*** STORED DATA

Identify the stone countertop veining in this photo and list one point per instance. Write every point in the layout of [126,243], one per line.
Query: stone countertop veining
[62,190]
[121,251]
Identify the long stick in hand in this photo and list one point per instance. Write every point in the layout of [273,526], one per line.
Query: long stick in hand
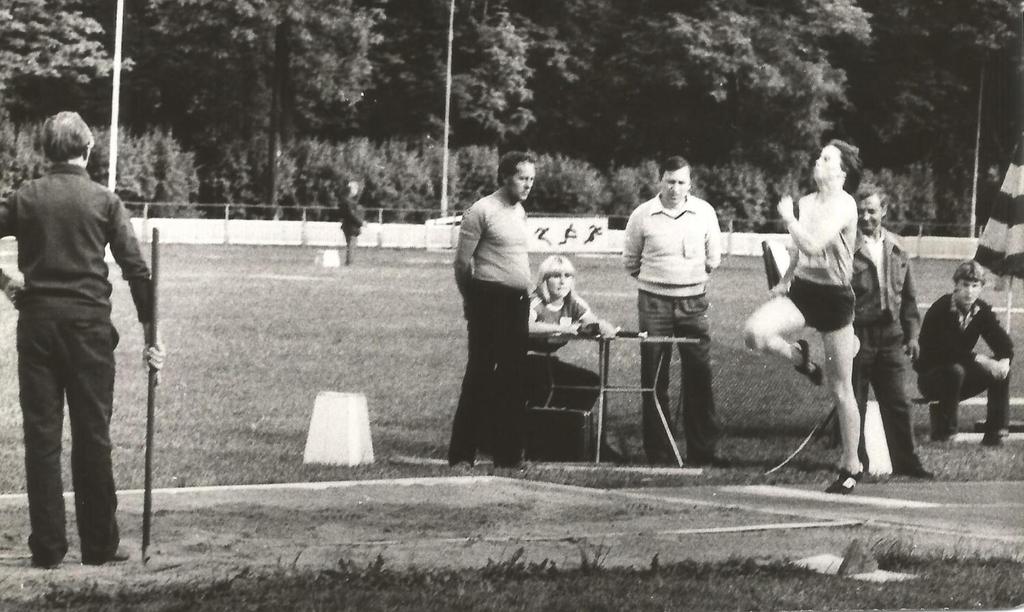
[151,400]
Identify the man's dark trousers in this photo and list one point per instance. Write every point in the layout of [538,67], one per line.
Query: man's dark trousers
[882,363]
[74,359]
[950,383]
[662,315]
[492,405]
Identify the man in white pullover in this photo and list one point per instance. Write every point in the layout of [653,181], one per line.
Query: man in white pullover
[672,244]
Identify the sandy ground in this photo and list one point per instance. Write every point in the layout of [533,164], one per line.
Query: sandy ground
[205,534]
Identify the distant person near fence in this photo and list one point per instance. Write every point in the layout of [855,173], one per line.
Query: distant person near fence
[64,222]
[816,292]
[949,368]
[492,271]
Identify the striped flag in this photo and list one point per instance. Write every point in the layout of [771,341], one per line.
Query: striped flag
[1001,245]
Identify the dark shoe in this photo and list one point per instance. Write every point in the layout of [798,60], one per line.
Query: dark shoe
[845,483]
[807,367]
[119,556]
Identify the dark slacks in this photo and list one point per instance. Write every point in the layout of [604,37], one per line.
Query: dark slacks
[883,364]
[950,383]
[539,380]
[493,399]
[72,359]
[660,315]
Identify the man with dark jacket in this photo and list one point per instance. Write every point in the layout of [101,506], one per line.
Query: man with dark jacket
[886,321]
[949,369]
[64,222]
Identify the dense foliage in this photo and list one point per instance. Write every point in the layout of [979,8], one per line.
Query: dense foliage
[747,88]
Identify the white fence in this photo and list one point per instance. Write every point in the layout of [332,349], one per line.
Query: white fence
[433,235]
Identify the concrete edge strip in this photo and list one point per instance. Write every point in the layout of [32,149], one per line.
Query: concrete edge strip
[606,534]
[778,491]
[981,401]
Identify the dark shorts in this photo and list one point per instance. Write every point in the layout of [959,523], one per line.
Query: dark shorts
[825,307]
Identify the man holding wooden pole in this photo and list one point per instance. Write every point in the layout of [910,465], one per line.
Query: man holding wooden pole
[64,222]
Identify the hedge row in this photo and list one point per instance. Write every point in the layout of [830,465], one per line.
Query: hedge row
[153,167]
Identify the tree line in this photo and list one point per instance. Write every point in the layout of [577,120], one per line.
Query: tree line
[750,88]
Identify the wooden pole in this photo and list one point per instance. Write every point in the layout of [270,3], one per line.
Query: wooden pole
[151,400]
[112,169]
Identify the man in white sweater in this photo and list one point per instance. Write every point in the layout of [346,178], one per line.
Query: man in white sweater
[672,244]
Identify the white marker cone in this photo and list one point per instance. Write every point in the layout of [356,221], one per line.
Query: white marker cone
[339,431]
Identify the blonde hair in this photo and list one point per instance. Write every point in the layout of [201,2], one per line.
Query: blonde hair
[555,264]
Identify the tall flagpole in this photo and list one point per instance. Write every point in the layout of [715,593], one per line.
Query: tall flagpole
[112,170]
[448,112]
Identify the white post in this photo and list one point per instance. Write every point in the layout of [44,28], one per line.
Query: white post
[112,172]
[448,112]
[977,154]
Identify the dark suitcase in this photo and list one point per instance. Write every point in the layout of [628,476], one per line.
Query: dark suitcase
[559,435]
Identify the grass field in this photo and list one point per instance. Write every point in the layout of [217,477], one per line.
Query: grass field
[254,334]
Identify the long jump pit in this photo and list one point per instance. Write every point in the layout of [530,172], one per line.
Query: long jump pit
[208,533]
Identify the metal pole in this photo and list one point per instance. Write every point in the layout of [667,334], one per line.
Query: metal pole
[448,112]
[151,403]
[112,170]
[977,155]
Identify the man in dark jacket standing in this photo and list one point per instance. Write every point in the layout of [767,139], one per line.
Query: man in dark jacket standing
[886,321]
[64,222]
[949,369]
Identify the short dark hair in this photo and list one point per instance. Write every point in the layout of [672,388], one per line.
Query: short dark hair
[849,157]
[672,164]
[509,164]
[66,136]
[971,271]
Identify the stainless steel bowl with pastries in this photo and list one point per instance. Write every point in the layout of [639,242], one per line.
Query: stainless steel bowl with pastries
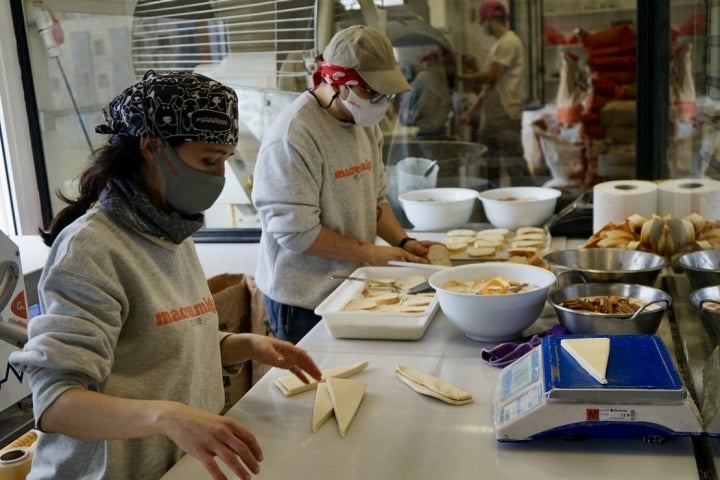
[605,265]
[707,301]
[609,308]
[702,268]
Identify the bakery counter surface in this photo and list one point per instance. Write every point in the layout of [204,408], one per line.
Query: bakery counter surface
[399,434]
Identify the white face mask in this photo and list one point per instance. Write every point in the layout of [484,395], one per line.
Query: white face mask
[486,28]
[363,111]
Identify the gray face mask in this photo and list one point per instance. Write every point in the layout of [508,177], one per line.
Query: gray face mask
[187,190]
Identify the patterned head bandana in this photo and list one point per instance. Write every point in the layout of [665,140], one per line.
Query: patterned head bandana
[175,105]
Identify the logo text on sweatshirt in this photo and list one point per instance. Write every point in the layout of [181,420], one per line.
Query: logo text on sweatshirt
[207,305]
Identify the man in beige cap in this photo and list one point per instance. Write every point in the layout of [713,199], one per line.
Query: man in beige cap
[319,183]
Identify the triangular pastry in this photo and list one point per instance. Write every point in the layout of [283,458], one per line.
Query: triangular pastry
[591,353]
[346,396]
[323,408]
[292,385]
[433,386]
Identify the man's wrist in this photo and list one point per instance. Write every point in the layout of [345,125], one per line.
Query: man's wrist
[401,243]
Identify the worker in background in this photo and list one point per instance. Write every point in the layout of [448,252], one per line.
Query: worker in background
[500,101]
[428,106]
[320,185]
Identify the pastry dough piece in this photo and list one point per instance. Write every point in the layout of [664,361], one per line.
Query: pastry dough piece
[291,385]
[483,243]
[346,396]
[410,281]
[360,304]
[526,252]
[430,385]
[530,236]
[591,353]
[387,299]
[323,408]
[523,230]
[503,232]
[527,243]
[461,232]
[438,255]
[458,243]
[495,238]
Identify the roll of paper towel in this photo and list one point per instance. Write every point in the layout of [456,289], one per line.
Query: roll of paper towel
[681,197]
[616,200]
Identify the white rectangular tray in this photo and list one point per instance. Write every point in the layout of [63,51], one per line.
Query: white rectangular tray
[380,325]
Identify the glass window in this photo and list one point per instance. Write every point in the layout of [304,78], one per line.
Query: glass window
[573,120]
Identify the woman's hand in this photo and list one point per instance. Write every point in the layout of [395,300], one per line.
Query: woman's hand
[282,354]
[205,435]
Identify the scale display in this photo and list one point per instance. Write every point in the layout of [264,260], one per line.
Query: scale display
[546,392]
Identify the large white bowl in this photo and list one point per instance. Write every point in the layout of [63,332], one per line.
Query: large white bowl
[514,207]
[493,318]
[438,208]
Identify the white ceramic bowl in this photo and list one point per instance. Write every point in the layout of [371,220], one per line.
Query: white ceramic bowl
[493,318]
[514,207]
[438,208]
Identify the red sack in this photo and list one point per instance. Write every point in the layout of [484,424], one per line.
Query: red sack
[618,35]
[624,62]
[618,77]
[612,50]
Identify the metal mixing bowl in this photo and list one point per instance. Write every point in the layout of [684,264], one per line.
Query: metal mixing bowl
[707,301]
[702,268]
[606,265]
[644,321]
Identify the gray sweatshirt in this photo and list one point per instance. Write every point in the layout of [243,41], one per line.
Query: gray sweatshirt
[128,315]
[313,170]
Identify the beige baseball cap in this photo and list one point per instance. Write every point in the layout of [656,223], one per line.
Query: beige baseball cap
[369,52]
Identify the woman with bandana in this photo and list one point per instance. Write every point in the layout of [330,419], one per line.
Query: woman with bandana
[319,183]
[125,362]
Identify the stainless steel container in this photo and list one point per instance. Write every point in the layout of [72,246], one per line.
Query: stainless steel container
[646,320]
[702,268]
[604,265]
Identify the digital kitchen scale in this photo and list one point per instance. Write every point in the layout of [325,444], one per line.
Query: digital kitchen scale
[547,393]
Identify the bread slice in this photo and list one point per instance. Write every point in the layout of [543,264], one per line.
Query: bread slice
[360,304]
[461,232]
[481,251]
[439,255]
[524,230]
[522,251]
[386,299]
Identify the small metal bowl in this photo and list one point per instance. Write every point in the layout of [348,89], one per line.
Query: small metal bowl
[704,299]
[644,321]
[702,268]
[606,265]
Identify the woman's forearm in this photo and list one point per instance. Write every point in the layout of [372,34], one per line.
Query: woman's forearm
[89,415]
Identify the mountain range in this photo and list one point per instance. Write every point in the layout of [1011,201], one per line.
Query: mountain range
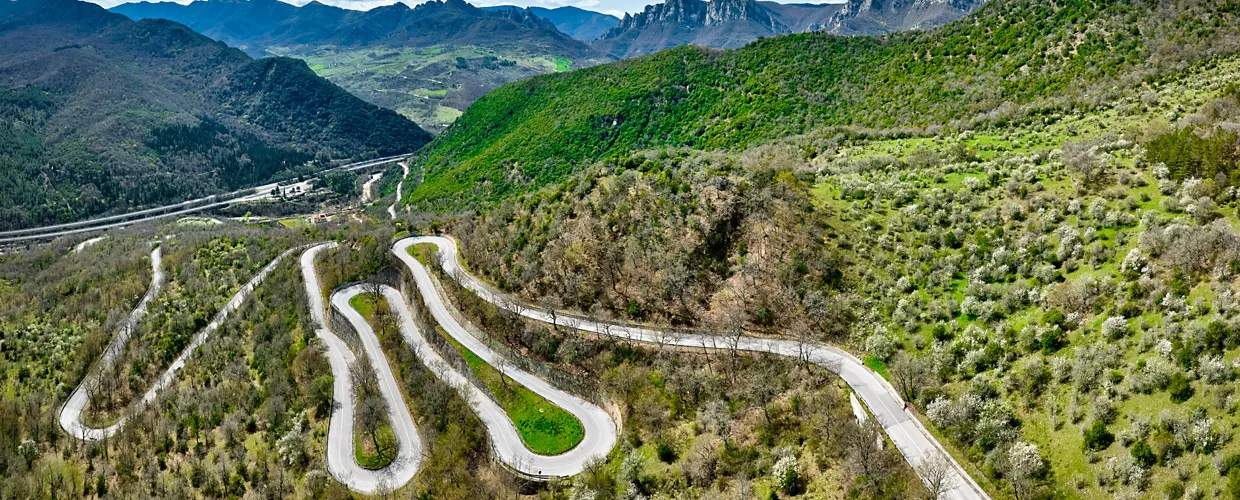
[1011,61]
[432,61]
[102,113]
[730,24]
[580,24]
[427,62]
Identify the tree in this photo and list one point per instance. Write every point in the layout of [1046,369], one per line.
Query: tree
[869,464]
[786,475]
[1098,437]
[936,475]
[910,374]
[1024,465]
[1142,454]
[1179,387]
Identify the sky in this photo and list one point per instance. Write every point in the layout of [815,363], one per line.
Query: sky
[616,8]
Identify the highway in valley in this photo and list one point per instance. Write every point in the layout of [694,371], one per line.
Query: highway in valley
[190,206]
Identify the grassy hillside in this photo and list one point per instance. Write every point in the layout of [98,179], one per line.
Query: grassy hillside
[1011,62]
[1058,299]
[102,114]
[427,62]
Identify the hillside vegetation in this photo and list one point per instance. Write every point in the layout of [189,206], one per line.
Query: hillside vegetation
[99,114]
[1012,62]
[1057,299]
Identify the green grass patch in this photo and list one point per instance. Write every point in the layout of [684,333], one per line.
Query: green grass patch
[371,457]
[877,365]
[423,252]
[546,428]
[365,304]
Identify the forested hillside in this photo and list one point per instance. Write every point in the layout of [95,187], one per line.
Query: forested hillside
[1055,298]
[99,113]
[1012,62]
[427,62]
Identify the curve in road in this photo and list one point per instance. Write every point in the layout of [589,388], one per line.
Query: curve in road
[71,413]
[600,428]
[909,436]
[341,459]
[399,184]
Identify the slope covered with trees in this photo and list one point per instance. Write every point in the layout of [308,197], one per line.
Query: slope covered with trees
[99,113]
[1012,62]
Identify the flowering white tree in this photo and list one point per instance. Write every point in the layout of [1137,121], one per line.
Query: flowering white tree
[1024,465]
[1115,326]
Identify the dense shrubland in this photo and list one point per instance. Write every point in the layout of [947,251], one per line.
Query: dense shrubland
[1057,299]
[672,236]
[1067,316]
[704,424]
[1012,63]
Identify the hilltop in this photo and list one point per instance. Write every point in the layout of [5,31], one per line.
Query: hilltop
[1008,63]
[427,62]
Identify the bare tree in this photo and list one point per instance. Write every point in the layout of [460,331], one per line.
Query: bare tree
[910,374]
[936,475]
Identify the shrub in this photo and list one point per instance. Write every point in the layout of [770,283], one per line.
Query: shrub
[1179,388]
[1143,454]
[1098,437]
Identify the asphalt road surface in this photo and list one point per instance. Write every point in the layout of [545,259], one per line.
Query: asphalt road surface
[600,429]
[341,460]
[910,437]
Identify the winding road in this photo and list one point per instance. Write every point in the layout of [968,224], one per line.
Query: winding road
[600,429]
[71,413]
[399,184]
[341,460]
[909,436]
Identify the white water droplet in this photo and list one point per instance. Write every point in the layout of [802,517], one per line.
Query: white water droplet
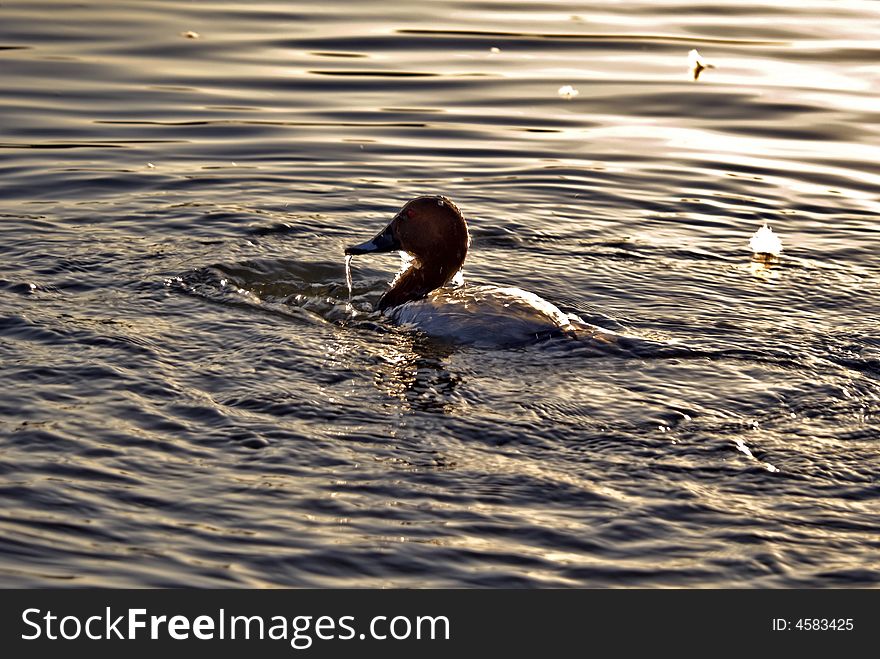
[764,241]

******

• WORK TO COMPLETE: From the entries above, print the lines beginning at the one with "Identify the stainless steel container" and stopping after the one with "Identify the digital", exactly as written and with nothing else.

• EXERCISE RESPONSE:
Identify the stainless steel container in this photo and list one point per instance. Write every point in the layout of [72,246], one per line.
Query: stainless steel container
[646,320]
[702,268]
[604,265]
Identify the digital kitchen scale in this photo and list one point per instance. Write every point in the layout of [325,444], one per line.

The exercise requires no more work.